▶ **Given instruction**
Please answer these from the passage on Invisible Children's videos below, one line each:
(a) How many videos are currently available on the organization's website?
(b) What range of styles of visual presentation does the passage name?
(c) Whose commercials are given as a demonstration that specifically targeted messages can increase reception?

▶ **Document passage**
##########

Also notable are the videos that Invisible Children produces—currently over 80 are available to view on the organization’s website (Invisible Children, 2010)—along with hundreds of amateur movies uploaded to sites like YouTube. The incorporation of this particular medium into the group’s messaging structure suggests an awareness and respect for the ways in which contemporary youth choose to explore and learn about their world. The differing styles of visual presentation, ranging from humorous to documentary to commercial, provide multiple entry points for a diverse audience. Although seemingly contradictory, specifically targeted messages can actually increase reception among a varied viewer base—not every viewer will enjoy watching every video but should be able to find at least one that he or she relates to—as recent GEICO insurance commercials have demonstrated.

##########

▶ **Raw data**
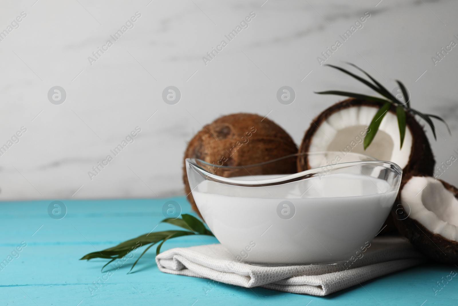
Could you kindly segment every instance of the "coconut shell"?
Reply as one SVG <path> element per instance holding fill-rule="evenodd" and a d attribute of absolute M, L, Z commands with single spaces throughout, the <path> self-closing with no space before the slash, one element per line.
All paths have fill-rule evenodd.
<path fill-rule="evenodd" d="M 240 113 L 220 117 L 207 124 L 188 144 L 183 158 L 183 180 L 185 191 L 192 209 L 202 218 L 196 205 L 188 182 L 185 161 L 196 158 L 224 166 L 247 166 L 268 161 L 297 153 L 297 146 L 288 133 L 273 121 L 258 115 Z M 295 158 L 273 166 L 257 167 L 253 175 L 295 173 Z M 221 176 L 247 175 L 221 169 L 215 174 Z"/>
<path fill-rule="evenodd" d="M 310 124 L 299 147 L 299 153 L 308 152 L 312 137 L 318 130 L 318 127 L 333 114 L 353 106 L 367 106 L 378 109 L 382 105 L 382 102 L 350 98 L 338 102 L 326 109 Z M 396 114 L 396 106 L 392 105 L 389 111 Z M 408 112 L 406 112 L 406 123 L 407 128 L 412 133 L 413 139 L 409 161 L 403 169 L 403 173 L 414 172 L 425 175 L 432 175 L 436 161 L 423 127 Z M 310 169 L 306 156 L 302 156 L 297 159 L 297 168 L 300 172 Z"/>
<path fill-rule="evenodd" d="M 431 233 L 416 220 L 407 217 L 403 220 L 397 217 L 396 211 L 401 209 L 405 211 L 401 204 L 402 188 L 412 176 L 421 176 L 419 173 L 411 173 L 403 179 L 398 198 L 391 211 L 394 224 L 399 232 L 410 240 L 414 246 L 431 259 L 442 263 L 455 264 L 458 262 L 458 242 L 451 240 L 438 234 Z M 458 189 L 438 179 L 447 190 L 458 199 Z"/>
<path fill-rule="evenodd" d="M 318 127 L 333 113 L 345 108 L 359 106 L 367 106 L 380 108 L 383 103 L 350 98 L 338 102 L 326 109 L 312 121 L 299 147 L 299 153 L 307 152 L 311 142 L 312 137 L 318 129 Z M 396 106 L 392 105 L 389 111 L 396 114 Z M 372 118 L 371 118 L 372 119 Z M 423 127 L 415 117 L 406 112 L 407 128 L 410 129 L 412 135 L 412 148 L 409 161 L 403 169 L 403 177 L 409 173 L 415 172 L 425 175 L 432 175 L 436 161 L 430 146 L 429 142 Z M 307 156 L 300 156 L 297 159 L 298 172 L 310 168 Z M 391 215 L 388 216 L 385 224 L 387 225 L 380 232 L 381 235 L 392 233 L 396 228 Z M 384 225 L 384 226 L 385 225 Z"/>

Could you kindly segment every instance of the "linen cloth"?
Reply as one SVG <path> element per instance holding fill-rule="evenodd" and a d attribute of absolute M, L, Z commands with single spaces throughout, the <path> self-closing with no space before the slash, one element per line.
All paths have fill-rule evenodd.
<path fill-rule="evenodd" d="M 362 256 L 360 255 L 362 254 Z M 156 257 L 165 273 L 324 296 L 426 261 L 404 238 L 376 238 L 349 261 L 335 264 L 259 265 L 240 262 L 221 244 L 175 248 Z"/>

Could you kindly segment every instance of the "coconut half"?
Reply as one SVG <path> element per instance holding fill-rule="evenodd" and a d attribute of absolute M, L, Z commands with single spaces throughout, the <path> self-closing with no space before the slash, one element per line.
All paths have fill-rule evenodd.
<path fill-rule="evenodd" d="M 349 99 L 322 112 L 305 132 L 299 152 L 337 151 L 369 155 L 397 164 L 404 172 L 415 171 L 432 175 L 435 161 L 423 128 L 408 112 L 402 148 L 396 107 L 393 105 L 382 119 L 372 143 L 364 150 L 363 142 L 368 127 L 378 109 L 379 102 Z M 298 170 L 323 166 L 321 160 L 303 156 L 298 159 Z"/>
<path fill-rule="evenodd" d="M 365 154 L 380 161 L 392 161 L 403 169 L 403 177 L 410 173 L 432 175 L 435 161 L 423 127 L 413 116 L 406 112 L 406 131 L 401 148 L 396 106 L 392 106 L 382 122 L 372 143 L 365 150 L 363 144 L 368 127 L 382 103 L 348 99 L 325 110 L 314 119 L 299 148 L 299 153 L 337 151 L 339 160 L 348 152 Z M 337 157 L 337 156 L 336 156 Z M 323 160 L 313 156 L 299 156 L 298 172 L 325 166 Z M 389 216 L 381 234 L 396 230 Z"/>
<path fill-rule="evenodd" d="M 458 189 L 430 176 L 412 176 L 392 211 L 399 232 L 436 261 L 458 261 Z"/>

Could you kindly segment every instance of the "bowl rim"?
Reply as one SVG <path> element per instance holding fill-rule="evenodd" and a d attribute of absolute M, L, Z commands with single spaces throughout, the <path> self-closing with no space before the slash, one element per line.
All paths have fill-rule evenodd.
<path fill-rule="evenodd" d="M 402 169 L 398 165 L 398 164 L 393 162 L 392 161 L 379 161 L 374 157 L 373 157 L 369 155 L 366 155 L 365 154 L 361 154 L 360 153 L 357 153 L 355 152 L 346 152 L 348 154 L 352 154 L 354 155 L 359 155 L 360 156 L 364 156 L 365 157 L 370 158 L 372 159 L 372 160 L 370 161 L 347 161 L 345 162 L 340 162 L 336 164 L 330 164 L 326 166 L 322 166 L 321 167 L 317 167 L 316 168 L 313 168 L 312 169 L 309 169 L 306 170 L 304 170 L 304 171 L 301 171 L 295 173 L 290 173 L 290 174 L 285 174 L 284 175 L 282 175 L 281 176 L 279 176 L 277 178 L 266 178 L 262 179 L 258 179 L 256 180 L 253 177 L 253 180 L 241 180 L 238 179 L 237 178 L 225 178 L 224 177 L 220 176 L 217 174 L 214 174 L 212 173 L 207 170 L 204 169 L 200 166 L 199 166 L 197 163 L 197 161 L 199 161 L 202 163 L 207 165 L 210 166 L 214 166 L 217 167 L 218 168 L 223 168 L 223 169 L 240 169 L 240 168 L 245 168 L 245 170 L 246 167 L 251 167 L 255 166 L 258 166 L 262 165 L 265 165 L 271 162 L 273 162 L 274 161 L 277 161 L 282 159 L 287 158 L 289 157 L 291 157 L 294 156 L 300 156 L 302 155 L 318 155 L 318 154 L 323 154 L 326 153 L 342 153 L 338 151 L 314 151 L 314 152 L 304 152 L 300 153 L 295 153 L 294 154 L 290 154 L 289 155 L 287 155 L 284 156 L 279 157 L 278 158 L 276 158 L 270 161 L 265 161 L 264 162 L 259 163 L 257 164 L 253 164 L 252 165 L 247 165 L 245 166 L 222 166 L 217 165 L 214 165 L 213 164 L 211 164 L 204 161 L 202 161 L 201 159 L 197 158 L 186 158 L 185 160 L 185 163 L 186 164 L 186 169 L 188 169 L 189 167 L 191 167 L 195 170 L 197 171 L 198 172 L 200 172 L 201 174 L 203 174 L 205 176 L 206 179 L 208 179 L 210 178 L 211 181 L 218 182 L 219 183 L 221 183 L 223 184 L 226 184 L 228 185 L 234 185 L 236 186 L 244 186 L 244 187 L 265 187 L 266 186 L 272 186 L 275 185 L 279 185 L 280 184 L 284 184 L 287 183 L 290 183 L 292 182 L 295 182 L 296 181 L 301 180 L 302 179 L 305 179 L 308 178 L 309 178 L 314 176 L 315 175 L 319 174 L 321 173 L 326 172 L 327 174 L 329 172 L 332 170 L 337 169 L 344 169 L 345 168 L 352 167 L 354 166 L 358 166 L 359 165 L 372 165 L 374 166 L 379 166 L 382 167 L 384 167 L 387 169 L 390 169 L 394 172 L 396 172 L 399 177 L 402 175 Z M 330 168 L 331 168 L 330 169 Z M 247 170 L 248 171 L 248 170 Z M 249 173 L 249 172 L 248 172 Z M 279 174 L 281 175 L 281 174 Z M 253 176 L 252 175 L 251 176 Z M 399 180 L 400 181 L 400 180 Z"/>

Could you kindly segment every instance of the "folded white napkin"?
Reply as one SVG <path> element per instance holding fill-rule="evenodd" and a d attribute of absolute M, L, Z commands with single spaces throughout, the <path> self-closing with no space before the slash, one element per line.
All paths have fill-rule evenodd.
<path fill-rule="evenodd" d="M 363 250 L 346 262 L 258 265 L 239 262 L 218 244 L 171 249 L 158 255 L 156 261 L 165 273 L 322 296 L 425 261 L 404 238 L 376 238 Z"/>

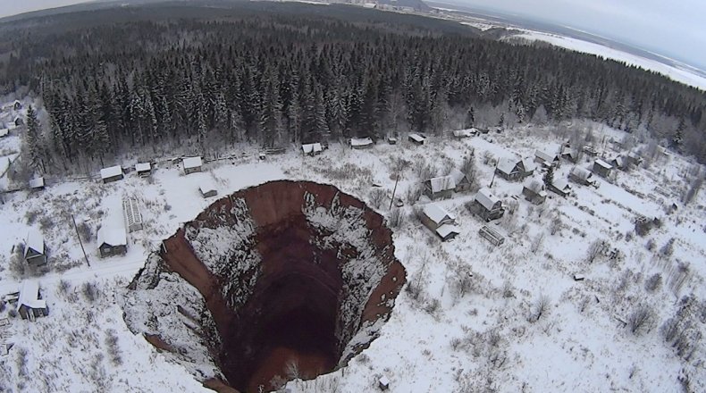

##########

▶ **Full response**
(a) Over 80
(b) Humorous, documentary, and commercial
(c) GEICO insurance's recent commercials